# start of Exercise data

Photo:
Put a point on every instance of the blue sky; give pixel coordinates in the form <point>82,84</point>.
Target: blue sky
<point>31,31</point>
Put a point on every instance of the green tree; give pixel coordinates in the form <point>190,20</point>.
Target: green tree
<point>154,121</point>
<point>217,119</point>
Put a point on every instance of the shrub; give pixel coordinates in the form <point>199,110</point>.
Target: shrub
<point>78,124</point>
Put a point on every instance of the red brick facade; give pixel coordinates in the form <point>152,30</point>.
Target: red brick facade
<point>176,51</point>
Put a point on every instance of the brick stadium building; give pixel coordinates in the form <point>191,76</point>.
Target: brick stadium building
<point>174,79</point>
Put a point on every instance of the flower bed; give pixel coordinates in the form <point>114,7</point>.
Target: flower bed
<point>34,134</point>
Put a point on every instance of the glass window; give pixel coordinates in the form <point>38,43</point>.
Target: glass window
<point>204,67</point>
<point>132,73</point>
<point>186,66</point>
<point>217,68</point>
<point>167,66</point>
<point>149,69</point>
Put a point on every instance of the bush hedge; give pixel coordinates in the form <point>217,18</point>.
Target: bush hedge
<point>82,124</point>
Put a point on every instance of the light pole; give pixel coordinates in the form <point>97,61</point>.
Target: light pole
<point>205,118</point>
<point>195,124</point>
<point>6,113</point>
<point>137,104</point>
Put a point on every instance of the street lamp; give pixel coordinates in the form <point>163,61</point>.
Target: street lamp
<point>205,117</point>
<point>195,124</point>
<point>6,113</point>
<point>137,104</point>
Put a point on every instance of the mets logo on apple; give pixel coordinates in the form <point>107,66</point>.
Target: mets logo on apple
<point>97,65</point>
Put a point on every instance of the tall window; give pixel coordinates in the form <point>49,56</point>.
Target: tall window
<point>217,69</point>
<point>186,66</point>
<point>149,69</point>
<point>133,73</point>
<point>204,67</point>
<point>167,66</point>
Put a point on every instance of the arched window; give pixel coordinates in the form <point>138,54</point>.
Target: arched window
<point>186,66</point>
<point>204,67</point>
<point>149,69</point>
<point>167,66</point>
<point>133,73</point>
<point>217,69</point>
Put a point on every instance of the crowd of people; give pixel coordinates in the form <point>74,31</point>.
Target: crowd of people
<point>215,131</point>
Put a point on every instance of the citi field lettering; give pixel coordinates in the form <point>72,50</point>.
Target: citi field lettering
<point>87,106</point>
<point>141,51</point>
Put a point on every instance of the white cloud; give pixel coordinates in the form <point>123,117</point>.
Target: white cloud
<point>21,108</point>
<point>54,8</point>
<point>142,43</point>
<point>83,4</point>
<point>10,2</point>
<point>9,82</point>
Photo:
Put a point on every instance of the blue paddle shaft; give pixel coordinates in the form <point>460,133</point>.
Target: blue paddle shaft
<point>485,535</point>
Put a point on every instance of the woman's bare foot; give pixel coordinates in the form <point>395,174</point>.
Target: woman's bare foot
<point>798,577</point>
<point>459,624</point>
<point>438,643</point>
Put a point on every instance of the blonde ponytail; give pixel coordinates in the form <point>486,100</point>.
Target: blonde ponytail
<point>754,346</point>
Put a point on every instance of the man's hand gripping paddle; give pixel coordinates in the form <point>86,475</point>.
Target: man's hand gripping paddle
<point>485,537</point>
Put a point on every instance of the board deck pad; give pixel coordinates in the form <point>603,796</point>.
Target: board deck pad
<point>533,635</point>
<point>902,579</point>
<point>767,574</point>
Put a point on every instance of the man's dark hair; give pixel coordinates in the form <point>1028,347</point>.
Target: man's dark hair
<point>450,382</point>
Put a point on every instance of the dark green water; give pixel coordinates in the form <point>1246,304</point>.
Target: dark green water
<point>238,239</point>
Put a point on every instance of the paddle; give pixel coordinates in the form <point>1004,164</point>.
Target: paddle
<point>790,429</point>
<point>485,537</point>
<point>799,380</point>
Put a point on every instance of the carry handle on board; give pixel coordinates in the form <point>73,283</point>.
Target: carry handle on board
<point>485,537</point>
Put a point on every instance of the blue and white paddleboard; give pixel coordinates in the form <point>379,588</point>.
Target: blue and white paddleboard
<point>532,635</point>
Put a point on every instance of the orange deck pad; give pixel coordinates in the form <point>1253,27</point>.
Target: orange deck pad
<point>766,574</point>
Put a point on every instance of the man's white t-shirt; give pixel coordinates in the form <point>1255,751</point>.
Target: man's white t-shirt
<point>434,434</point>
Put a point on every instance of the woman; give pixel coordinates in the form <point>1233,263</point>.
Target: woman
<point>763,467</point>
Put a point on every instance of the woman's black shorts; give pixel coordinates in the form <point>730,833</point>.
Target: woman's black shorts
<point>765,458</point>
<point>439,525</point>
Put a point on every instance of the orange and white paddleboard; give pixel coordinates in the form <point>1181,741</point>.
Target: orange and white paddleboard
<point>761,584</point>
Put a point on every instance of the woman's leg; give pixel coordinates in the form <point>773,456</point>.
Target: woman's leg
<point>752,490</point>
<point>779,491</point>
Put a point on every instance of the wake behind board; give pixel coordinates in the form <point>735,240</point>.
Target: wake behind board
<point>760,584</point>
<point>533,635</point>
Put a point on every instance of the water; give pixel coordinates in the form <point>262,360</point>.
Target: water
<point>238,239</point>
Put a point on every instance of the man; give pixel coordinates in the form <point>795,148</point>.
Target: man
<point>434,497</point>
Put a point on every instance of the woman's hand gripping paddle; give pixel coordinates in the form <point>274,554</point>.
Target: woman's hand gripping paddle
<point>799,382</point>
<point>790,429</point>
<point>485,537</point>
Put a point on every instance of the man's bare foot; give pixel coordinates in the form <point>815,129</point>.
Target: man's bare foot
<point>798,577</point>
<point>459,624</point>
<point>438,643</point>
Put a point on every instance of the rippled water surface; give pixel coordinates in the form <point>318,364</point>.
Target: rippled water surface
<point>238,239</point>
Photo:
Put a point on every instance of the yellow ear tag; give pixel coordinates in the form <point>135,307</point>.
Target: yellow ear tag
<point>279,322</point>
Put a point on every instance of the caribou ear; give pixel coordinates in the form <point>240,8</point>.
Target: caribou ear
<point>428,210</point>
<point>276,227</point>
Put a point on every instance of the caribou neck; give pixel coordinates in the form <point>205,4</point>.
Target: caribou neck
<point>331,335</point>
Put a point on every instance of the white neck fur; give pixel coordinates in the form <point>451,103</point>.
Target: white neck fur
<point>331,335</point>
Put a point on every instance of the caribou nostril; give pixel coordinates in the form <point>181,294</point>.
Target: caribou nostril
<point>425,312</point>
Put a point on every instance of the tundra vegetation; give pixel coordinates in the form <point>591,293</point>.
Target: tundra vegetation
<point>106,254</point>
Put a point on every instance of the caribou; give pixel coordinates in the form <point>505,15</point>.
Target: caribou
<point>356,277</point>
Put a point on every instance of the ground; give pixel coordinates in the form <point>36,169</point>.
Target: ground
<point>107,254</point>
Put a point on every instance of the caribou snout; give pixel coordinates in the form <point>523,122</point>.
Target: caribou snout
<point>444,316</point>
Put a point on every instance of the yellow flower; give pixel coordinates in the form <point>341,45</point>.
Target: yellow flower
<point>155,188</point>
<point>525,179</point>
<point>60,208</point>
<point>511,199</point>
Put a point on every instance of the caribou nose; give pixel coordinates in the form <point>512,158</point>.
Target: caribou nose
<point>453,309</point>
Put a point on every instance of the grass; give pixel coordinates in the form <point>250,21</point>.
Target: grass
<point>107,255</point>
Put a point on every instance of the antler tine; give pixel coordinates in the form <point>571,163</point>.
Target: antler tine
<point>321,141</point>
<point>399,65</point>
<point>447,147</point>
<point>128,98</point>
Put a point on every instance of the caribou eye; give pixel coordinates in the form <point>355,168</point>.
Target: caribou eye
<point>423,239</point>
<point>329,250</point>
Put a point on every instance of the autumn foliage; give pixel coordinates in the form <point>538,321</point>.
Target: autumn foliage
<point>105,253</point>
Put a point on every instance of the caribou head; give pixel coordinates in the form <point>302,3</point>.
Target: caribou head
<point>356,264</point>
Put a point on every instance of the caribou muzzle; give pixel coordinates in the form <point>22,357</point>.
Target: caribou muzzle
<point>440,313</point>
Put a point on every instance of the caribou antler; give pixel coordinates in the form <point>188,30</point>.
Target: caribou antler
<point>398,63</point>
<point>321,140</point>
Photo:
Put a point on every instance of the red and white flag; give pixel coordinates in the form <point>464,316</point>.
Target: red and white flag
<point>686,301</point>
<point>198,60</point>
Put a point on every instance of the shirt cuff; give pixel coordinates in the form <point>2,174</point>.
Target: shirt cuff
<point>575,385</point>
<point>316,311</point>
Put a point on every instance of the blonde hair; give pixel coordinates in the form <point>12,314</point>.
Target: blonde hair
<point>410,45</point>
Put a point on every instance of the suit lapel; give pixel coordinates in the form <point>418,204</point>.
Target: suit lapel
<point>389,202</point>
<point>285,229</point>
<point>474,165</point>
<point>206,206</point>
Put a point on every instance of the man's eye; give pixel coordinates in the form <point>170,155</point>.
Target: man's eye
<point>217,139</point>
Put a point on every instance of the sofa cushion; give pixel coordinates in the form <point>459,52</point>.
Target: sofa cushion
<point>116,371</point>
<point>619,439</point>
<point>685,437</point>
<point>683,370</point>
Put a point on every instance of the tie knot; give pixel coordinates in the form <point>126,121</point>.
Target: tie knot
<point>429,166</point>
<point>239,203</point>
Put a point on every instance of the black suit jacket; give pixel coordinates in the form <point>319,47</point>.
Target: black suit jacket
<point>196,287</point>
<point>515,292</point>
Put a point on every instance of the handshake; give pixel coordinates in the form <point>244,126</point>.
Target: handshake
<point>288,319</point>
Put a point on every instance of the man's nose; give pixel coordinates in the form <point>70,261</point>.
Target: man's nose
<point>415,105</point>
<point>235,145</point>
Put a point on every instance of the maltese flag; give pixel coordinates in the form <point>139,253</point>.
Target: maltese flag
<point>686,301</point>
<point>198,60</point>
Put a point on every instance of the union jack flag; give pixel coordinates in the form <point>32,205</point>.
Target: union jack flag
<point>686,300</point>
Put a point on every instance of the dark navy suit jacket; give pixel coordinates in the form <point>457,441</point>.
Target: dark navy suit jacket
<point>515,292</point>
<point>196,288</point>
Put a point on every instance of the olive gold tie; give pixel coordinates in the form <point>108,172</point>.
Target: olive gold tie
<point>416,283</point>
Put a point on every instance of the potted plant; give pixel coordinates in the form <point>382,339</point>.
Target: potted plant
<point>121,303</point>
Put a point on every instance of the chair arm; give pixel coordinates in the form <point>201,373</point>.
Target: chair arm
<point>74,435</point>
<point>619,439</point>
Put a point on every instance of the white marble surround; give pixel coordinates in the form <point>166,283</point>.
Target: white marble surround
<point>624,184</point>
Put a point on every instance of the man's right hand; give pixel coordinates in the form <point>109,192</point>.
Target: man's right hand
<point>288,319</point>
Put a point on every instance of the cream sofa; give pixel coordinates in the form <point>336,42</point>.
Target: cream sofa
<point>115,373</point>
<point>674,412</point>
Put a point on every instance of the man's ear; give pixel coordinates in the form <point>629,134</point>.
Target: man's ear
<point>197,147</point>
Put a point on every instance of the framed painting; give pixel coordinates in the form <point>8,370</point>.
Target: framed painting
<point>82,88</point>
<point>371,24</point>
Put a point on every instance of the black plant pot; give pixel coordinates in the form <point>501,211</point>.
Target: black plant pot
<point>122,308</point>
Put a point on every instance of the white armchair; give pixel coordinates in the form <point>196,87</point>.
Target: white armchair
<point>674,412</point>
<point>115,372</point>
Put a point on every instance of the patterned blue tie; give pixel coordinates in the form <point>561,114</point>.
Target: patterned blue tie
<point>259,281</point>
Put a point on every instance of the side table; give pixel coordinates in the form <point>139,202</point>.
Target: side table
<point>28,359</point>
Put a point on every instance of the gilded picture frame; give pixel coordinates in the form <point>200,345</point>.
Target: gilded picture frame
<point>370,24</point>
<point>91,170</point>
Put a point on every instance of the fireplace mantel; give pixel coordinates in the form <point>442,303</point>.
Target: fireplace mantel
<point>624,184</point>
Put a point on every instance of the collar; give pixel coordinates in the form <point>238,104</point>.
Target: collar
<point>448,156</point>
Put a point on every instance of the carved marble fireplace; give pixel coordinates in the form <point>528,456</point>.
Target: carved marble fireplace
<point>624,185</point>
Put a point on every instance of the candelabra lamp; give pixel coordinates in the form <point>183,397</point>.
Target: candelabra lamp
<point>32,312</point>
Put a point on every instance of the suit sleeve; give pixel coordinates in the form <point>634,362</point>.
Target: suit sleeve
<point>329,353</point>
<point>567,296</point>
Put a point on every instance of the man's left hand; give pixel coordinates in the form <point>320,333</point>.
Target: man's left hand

# end of Exercise data

**Your task:**
Write out verbatim the lines from the one containing "Put a point on every instance of the collar;" through the last line of the rows, inclusive.

**Correct answer:**
Put a point on every instance of the collar; give pixel coordinates in the form <point>238,104</point>.
Target: collar
<point>448,156</point>
Put a point on every instance of the carved marble fireplace; give pixel coordinates in the form <point>528,456</point>.
Target: carved marble fireplace
<point>624,185</point>
Put a point on every instance of the candelabra lamp; give pixel coordinates in the form <point>183,397</point>.
Target: candelabra lamp
<point>32,312</point>
Put a point on every instance of the suit sleeve; give pixel coordinates in the form <point>634,362</point>.
Target: suit sleeve
<point>329,353</point>
<point>567,296</point>
Put a point on every instance of the man's left hand; give pixel coordinates in the form <point>320,333</point>.
Target: man's left hand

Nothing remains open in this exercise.